■ **SOAL LATIHAN**:
• 1. Untuk setiap pernyataan berikut, jawab ya atau tidak apakah sesuai dengan kutipan dokumen, lalu kutip kata-kata dari kutipan dokumen yang menentukan jawabannya. (a) Diskusi tentang persidangan itu diadakan di Gedung Dewan Pers. (b) Rosiana Silalahi hadir dalam diskusi tersebut. (c) Di pengadilan hanya ada beberapa penonton seperti Yeni.
• 2. Buat ringkasan kutipan dokumen dalam dua kalimat.

Dia tidak risih saat kegiatannya mengetik paper ditemani oleh ocehan-ocehan Otto Hasibuan. “Kasus ini seru. Aku suka dengan teka-tekinya yang sampai sekarang belum terungkap. Jadi penasaran aja ingin tahu siapa pembunuhnya,” katanya dengan bangga.

Apa yang dilakukan Nuri tidaklah segila Yeni. Nenek berumur 60 tahun ini selalu menyempatkan diri datang secara langsung ke Pengadilan Negeri Jakarta Pusat. Padahal rumahnya jauh di Citayam, Depok. Dari Citayam dia biasa menumpang Commuter Line sampai Manggarai, lalu pindah kereta melanjutkan perjalanan ke Kemayoran. Dengan penuh semangat dia bercerita:

“Biasanya nonton dulu di rumah sampai jam 12. Setelah masak baru berangkat ke sini. Aku ikuti persidangan ini dari sidang ke-6. Diam di sini pun dari pagi sampai malam.”

Loyalitasnya pada persidangan ini hampir tak masuk akal. Pernah suatu ketika sidang berakhir jam 10 malam, dan dia tetap setia menyimak di pengadilan. "Sampai rumah jam sekitar pukul 2, gila ya aku. Haha.”

Di pengadilan itu, ada Yeni-Yeni lain yang jumlahnya bisa mencapai puluhan. Sorak sorai berisik penonton yang sering terdengar di televisi keluar dari mulut-mulut mereka.

Ketertarikan Nuri, Yeni, dan jutaan pemirsa lain inilah yang membuat Kompas TV, TvOne, dan INewsTV muncul bak pahlawan memberikan kesegaran lewat tayangan panjang di persidangan.

Share Uang

Pelbagai kritikan dan cemooh persidangan panjang ini sempat dibahas dalam diskusi bertajuk "Persidangan Kopi Bersianida, Jurnalisme TV dan Frekuensi Publik" yang digagas Ikatan Jurnalisme Televisi Indonesia (IJTI) dan diselenggarakan di Gedung Dewan Pers, Kebon Sirih, Jakarta (31/8/2016).

Sayang pada diskusi ini wakil dari Kompas TV, Rosiana Silalahi urung datang. Pihak yang jadir adalah Pemred Metro TV Putra Nababan, GM News Gathering TvOne Ecep S Yasa dan Direktur Pemberitaan MNC Group Arya M. Sinulingga.

Loyalitas masyarakat memantengi jalannya persidangan selama berjam-jam memang tidak terbantahkan. Kenaikan share tv dirasakan positif oleh Kompas TV, tvOne dan iNewsTV.

■ **DAFTAR MATERI**:

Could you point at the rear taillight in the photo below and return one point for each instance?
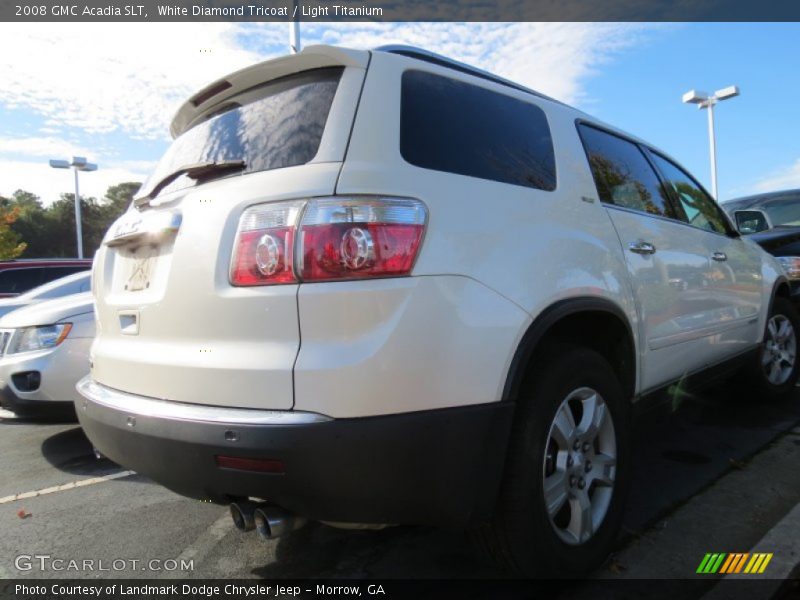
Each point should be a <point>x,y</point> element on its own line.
---
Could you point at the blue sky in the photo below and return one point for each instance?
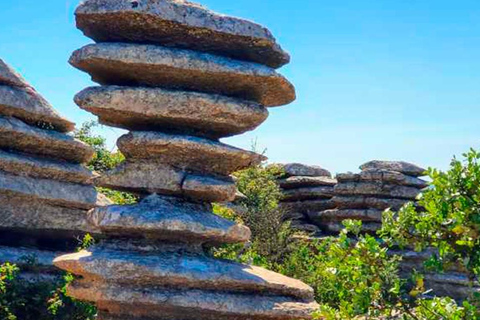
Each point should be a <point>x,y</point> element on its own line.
==
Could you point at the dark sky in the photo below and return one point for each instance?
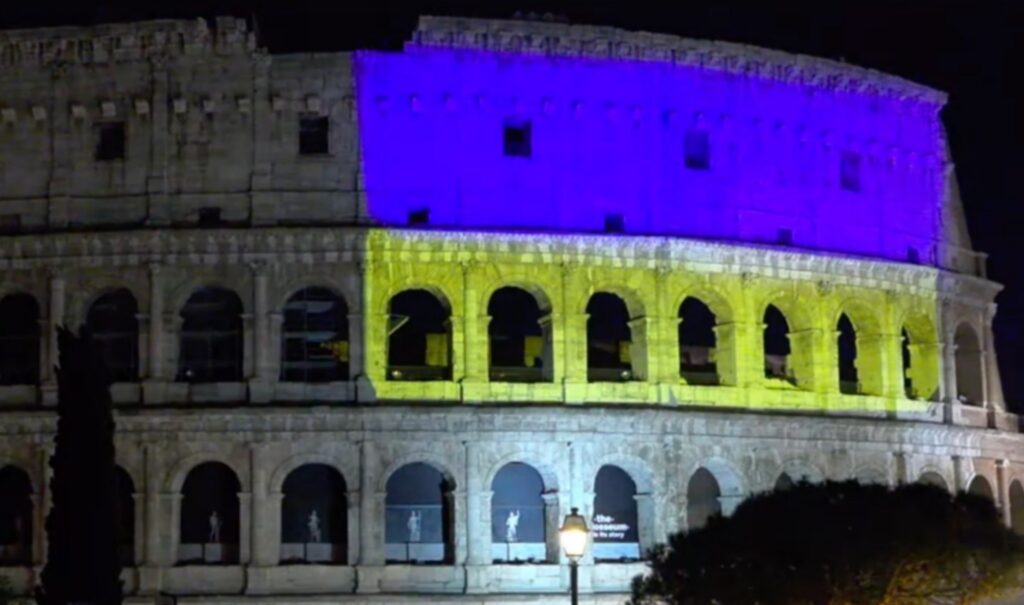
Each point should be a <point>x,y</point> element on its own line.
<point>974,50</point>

■ **KUNCI JAWABAN**:
• 1.
(a) Ya: "diselenggarakan di Gedung Dewan Pers, Kebon Sirih, Jakarta (31/8/2016)"
(b) Tidak: "wakil dari Kompas TV, Rosiana Silalahi urung datang"
(c) Tidak: "ada Yeni-Yeni lain yang jumlahnya bisa mencapai puluhan"

• 2. Nuri, Yeni, dan jutaan pemirsa lain tertarik pada persidangan kopi bersianida, bahkan Yeni yang berumur 60 tahun datang langsung dari Citayam ke Pengadilan Negeri Jakarta Pusat dan bertahan dari pagi sampai malam. Ketertarikan ini menaikkan share Kompas TV, tvOne, dan iNewsTV, sementara kritik terhadap siaran persidangan yang panjang itu dibahas dalam diskusi yang digagas IJTI di Gedung Dewan Pers.